#### OBJECTIVE:
Reproduce each of the records below word for word, without changing a single character.

+++ DATA ENTRIES +++

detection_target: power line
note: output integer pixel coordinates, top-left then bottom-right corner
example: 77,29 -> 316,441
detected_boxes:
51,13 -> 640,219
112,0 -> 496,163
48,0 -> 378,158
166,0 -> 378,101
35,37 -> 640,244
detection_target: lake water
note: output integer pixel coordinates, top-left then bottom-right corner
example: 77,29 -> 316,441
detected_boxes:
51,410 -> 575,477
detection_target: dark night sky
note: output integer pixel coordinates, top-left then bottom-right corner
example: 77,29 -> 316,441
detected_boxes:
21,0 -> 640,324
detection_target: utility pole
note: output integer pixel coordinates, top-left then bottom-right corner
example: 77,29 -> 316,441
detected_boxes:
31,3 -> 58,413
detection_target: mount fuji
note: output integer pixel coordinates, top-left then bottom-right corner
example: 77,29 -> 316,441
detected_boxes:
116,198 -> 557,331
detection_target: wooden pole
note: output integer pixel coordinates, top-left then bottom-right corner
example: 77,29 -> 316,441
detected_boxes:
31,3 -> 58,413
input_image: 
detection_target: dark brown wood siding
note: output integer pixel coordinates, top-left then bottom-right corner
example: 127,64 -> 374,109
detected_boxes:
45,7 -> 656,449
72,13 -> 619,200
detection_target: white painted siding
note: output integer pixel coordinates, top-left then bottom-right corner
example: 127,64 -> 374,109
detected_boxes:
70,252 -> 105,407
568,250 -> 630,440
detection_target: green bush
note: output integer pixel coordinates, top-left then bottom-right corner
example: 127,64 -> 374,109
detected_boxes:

+++

#### WRITTEN RESPONSE:
detection_target: power line
note: output integer pixel coordinates, top-left then bottom-right corner
example: 77,29 -> 316,441
detected_boxes:
51,13 -> 640,219
112,0 -> 496,163
48,0 -> 378,158
166,0 -> 378,101
35,37 -> 640,244
detection_target: lake water
note: output integer pixel coordinates, top-left then bottom-right corner
example: 77,29 -> 316,441
detected_boxes:
51,410 -> 575,477
detection_target: dark night sky
note: output integer pixel coordinates, top-left then bottom-right corner
example: 77,29 -> 316,441
detected_boxes:
21,0 -> 640,324
detection_target: utility pole
note: output integer pixel coordinates, top-left then bottom-right corner
example: 77,29 -> 316,441
detected_boxes:
31,3 -> 58,413
detection_target: mount fuji
note: output integer pixel coordinates, top-left then bottom-right corner
example: 77,29 -> 316,441
detected_boxes:
116,198 -> 557,331
detection_target: wooden pole
note: output integer pixel coordinates, top-left then bottom-right corner
example: 77,29 -> 316,441
detected_boxes:
31,3 -> 58,413
input_image: 
detection_target: dark brown wood siding
note: output integer pixel coordinates, top-left then bottom-right corner
example: 127,64 -> 374,109
detected_boxes:
45,7 -> 656,449
72,13 -> 619,200
detection_target: white painted siding
note: output integer pixel coordinates, top-left then bottom-right corner
example: 127,64 -> 374,109
detected_boxes:
70,252 -> 105,407
568,250 -> 630,440
detection_target: green bush
note: output integer pixel coordinates, top-left then bottom-right corner
example: 127,64 -> 374,109
detected_boxes:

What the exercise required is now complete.